Excerpted passage:
------------------------------------------------------------------------
Characterization of the vagal motor neurons projecting to the Guinea pig airways and esophagus
(Frontiers Media, 2010-12-17)
Distinct parasympathetic postganglionic neurons mediate contractions and relaxations of the guinea pig airways. We set out to characterize the vagal inputs that regulate contractile and relaxant airway parasympathetic postganglionic neurons. Single and dual retrograde neuronal tracing from the airways and esophagus revealed that distinct, but intermingled, subsets of neurons in the compact formation of the nucleus ambiguus (nAmb) innervate these two tissues. Tracheal and esophageal neurons identified in the nAmb were cholinergic. Esophageal projecting neurons also preferentially (greater than 70%) expressed the neuropeptide CGRP, but could not otherwise be distinguished immunohistochemically from tracheal projecting preganglionic neurons. Few tracheal or esophageal neurons were located in the dorsal motor nucleus of the vagus. Electrical stimulation of the vagi in vitro elicited stimulus dependent tracheal and esophageal contractions and tracheal relaxations. The voltage required to evoke tracheal smooth muscle relaxation was significantly higher than that required for evoking either tracheal contractions or esophageal longitudinal striated muscle contractions. Together our data support the hypothesis that distinct vagal preganglionic pathways regulate airway contractile and relaxant postganglionic neurons. The relaxant preganglionic neurons can also be differentiated from the vagal motor neurons that innervate the esophageal striated muscle.
------------------------------------------------------------------------
Directions for this task: In the abstract on guinea pig vagal motor neurons, what share of the neurons projecting to the esophagus expressed the neuropeptide CGRP?
------------------------------------------------------------------------
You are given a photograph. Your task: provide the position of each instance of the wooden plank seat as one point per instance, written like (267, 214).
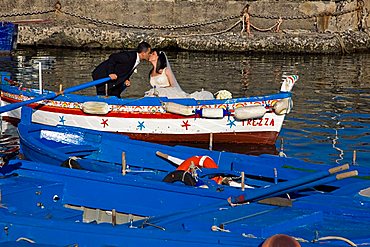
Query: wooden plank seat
(77, 150)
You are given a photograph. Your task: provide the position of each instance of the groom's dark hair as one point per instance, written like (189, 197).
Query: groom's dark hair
(143, 47)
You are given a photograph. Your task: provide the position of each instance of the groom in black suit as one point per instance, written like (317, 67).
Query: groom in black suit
(119, 67)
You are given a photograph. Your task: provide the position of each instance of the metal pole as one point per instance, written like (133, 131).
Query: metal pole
(40, 78)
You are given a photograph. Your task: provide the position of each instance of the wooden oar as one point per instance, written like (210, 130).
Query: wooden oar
(286, 186)
(322, 181)
(253, 198)
(52, 95)
(174, 160)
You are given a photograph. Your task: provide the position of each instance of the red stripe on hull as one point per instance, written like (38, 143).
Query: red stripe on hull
(76, 111)
(261, 138)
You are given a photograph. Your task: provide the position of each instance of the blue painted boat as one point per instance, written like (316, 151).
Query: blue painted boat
(254, 120)
(38, 208)
(102, 152)
(8, 37)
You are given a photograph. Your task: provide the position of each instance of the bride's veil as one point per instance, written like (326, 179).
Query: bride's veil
(169, 69)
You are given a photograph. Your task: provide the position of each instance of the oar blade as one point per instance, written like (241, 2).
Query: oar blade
(52, 95)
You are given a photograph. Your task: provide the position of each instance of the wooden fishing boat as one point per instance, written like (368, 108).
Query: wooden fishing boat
(254, 120)
(38, 206)
(117, 154)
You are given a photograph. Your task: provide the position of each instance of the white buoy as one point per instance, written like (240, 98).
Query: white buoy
(95, 107)
(283, 106)
(249, 112)
(212, 113)
(175, 108)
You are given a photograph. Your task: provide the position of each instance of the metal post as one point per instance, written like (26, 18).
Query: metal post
(210, 147)
(243, 181)
(354, 157)
(40, 78)
(123, 163)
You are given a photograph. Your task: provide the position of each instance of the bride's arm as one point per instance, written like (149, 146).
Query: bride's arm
(170, 78)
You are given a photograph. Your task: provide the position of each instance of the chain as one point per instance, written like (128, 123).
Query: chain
(206, 34)
(337, 13)
(151, 26)
(39, 12)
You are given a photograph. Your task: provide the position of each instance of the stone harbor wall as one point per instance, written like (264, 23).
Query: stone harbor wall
(292, 26)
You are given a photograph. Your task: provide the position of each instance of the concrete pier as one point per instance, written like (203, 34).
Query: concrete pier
(209, 25)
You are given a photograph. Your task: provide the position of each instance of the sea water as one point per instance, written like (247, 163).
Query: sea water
(329, 122)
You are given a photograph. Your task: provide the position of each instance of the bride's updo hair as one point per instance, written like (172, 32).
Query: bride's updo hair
(161, 62)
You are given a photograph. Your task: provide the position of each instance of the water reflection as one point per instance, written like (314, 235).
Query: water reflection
(331, 112)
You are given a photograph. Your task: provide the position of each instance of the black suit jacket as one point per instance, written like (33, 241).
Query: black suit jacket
(122, 64)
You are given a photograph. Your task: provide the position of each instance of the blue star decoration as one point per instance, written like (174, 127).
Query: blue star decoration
(231, 123)
(141, 125)
(61, 119)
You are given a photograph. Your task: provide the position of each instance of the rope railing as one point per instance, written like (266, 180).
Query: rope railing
(244, 19)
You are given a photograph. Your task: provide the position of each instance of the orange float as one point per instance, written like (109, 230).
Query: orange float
(199, 161)
(281, 240)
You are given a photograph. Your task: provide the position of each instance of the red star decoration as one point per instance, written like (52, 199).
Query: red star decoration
(186, 124)
(104, 122)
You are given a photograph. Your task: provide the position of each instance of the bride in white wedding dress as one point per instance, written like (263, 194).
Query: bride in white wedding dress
(164, 83)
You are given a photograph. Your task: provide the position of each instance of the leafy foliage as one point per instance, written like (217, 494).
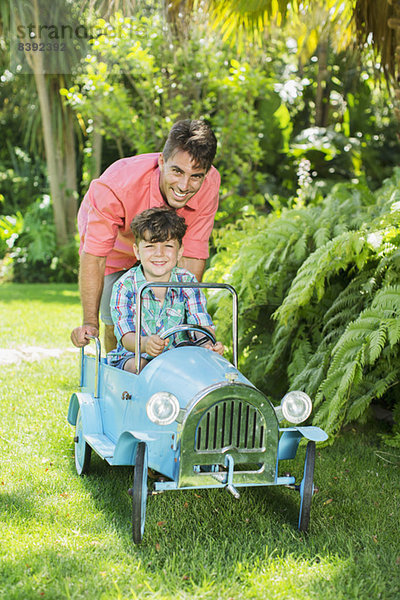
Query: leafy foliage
(33, 254)
(319, 289)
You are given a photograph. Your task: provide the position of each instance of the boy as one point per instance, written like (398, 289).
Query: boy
(158, 245)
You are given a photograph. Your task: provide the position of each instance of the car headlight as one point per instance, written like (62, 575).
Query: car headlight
(296, 407)
(162, 408)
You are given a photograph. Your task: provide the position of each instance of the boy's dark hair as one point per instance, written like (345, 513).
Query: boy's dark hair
(195, 137)
(158, 224)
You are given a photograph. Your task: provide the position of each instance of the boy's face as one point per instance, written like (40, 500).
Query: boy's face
(158, 258)
(180, 179)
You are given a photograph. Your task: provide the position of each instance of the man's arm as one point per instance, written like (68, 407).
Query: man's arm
(91, 281)
(194, 265)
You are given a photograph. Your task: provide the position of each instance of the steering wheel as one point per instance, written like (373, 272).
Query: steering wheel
(207, 335)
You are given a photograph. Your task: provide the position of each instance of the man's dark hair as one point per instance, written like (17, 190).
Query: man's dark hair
(195, 137)
(158, 225)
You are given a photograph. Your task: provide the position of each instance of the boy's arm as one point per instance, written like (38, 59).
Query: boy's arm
(150, 344)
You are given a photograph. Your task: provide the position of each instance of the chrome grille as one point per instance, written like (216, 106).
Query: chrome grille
(230, 424)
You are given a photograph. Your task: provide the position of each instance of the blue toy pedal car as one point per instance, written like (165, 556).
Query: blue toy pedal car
(193, 418)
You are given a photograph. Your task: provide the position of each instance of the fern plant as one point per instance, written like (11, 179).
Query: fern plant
(319, 291)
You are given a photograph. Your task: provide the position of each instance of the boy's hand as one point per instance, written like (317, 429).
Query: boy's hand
(217, 347)
(154, 345)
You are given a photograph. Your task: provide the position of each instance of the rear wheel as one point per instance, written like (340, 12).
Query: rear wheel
(83, 451)
(139, 492)
(307, 487)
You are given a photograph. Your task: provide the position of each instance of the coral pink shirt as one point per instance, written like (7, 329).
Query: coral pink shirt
(125, 189)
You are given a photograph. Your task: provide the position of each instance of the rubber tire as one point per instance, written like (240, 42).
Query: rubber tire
(83, 451)
(307, 487)
(139, 492)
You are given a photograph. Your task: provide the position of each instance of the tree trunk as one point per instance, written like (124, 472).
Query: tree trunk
(51, 152)
(321, 108)
(71, 187)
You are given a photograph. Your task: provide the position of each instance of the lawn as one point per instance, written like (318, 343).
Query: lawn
(66, 537)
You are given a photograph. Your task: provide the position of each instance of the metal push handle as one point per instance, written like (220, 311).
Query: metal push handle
(97, 364)
(170, 284)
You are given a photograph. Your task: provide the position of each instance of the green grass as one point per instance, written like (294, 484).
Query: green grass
(66, 537)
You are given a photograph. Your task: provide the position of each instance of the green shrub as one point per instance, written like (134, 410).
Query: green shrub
(33, 251)
(319, 290)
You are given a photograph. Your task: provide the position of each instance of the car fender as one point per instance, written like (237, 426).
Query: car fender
(125, 448)
(291, 436)
(90, 412)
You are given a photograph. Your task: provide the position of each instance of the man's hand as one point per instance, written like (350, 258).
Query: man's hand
(154, 345)
(80, 335)
(217, 347)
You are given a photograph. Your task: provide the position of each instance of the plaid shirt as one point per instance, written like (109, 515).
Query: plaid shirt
(181, 305)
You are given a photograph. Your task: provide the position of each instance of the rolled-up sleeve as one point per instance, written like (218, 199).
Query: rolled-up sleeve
(100, 217)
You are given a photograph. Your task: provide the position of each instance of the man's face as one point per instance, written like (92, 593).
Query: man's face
(180, 179)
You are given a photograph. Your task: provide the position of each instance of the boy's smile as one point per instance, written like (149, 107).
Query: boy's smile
(158, 258)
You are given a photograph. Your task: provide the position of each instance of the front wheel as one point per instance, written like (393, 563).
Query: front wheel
(307, 487)
(139, 492)
(83, 451)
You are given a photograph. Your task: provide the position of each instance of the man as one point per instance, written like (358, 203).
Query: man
(181, 177)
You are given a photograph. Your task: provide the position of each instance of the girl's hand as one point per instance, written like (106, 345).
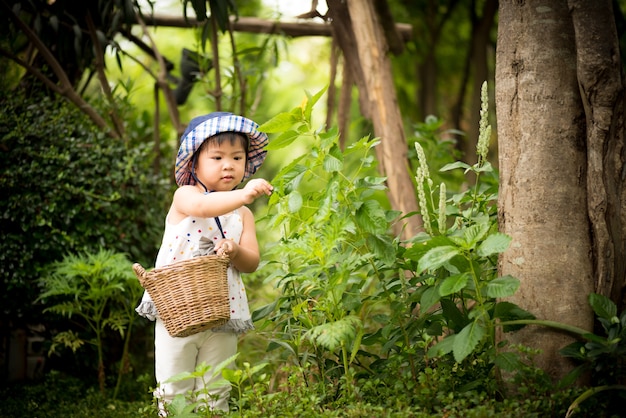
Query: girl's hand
(227, 247)
(255, 188)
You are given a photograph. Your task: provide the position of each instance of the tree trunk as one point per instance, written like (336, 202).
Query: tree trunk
(601, 85)
(371, 67)
(543, 167)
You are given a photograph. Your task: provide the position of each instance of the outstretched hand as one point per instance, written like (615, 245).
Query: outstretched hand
(255, 188)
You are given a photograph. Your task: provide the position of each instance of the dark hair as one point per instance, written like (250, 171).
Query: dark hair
(220, 138)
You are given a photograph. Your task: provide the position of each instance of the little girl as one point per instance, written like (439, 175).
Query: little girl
(217, 152)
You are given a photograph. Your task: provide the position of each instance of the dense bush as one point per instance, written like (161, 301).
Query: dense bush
(66, 187)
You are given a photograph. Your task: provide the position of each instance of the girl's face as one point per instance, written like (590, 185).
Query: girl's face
(221, 167)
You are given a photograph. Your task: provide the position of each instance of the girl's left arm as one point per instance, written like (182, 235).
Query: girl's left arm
(245, 255)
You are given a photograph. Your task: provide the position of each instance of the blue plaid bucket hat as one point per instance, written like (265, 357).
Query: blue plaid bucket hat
(203, 127)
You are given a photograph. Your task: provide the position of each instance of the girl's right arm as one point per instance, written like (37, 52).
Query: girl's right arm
(191, 201)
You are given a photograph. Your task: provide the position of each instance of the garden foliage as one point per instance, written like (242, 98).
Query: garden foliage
(69, 188)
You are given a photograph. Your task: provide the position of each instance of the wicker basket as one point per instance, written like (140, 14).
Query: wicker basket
(191, 296)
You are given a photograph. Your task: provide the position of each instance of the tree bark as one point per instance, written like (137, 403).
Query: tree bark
(543, 169)
(382, 104)
(601, 85)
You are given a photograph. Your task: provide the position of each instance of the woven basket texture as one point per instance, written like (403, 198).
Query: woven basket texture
(191, 296)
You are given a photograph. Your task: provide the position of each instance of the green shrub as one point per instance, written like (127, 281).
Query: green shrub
(66, 188)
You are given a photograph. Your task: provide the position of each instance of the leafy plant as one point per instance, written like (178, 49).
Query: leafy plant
(67, 188)
(333, 250)
(98, 292)
(455, 260)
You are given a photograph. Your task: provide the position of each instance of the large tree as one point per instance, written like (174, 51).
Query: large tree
(560, 107)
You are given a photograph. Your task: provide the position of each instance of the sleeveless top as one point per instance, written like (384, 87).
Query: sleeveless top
(184, 240)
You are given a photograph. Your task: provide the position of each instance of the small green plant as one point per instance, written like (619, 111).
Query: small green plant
(98, 292)
(335, 247)
(454, 260)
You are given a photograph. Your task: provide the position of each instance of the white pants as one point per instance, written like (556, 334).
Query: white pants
(175, 355)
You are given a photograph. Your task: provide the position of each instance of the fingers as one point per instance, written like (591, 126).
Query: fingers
(259, 187)
(225, 247)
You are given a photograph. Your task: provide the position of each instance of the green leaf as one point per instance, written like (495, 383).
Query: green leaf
(295, 201)
(475, 233)
(331, 335)
(283, 140)
(370, 216)
(503, 287)
(332, 163)
(508, 361)
(453, 284)
(382, 246)
(436, 257)
(281, 122)
(494, 244)
(452, 166)
(429, 298)
(443, 347)
(467, 340)
(602, 306)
------------------------------------------------------------------------
Your response: Greater than 70%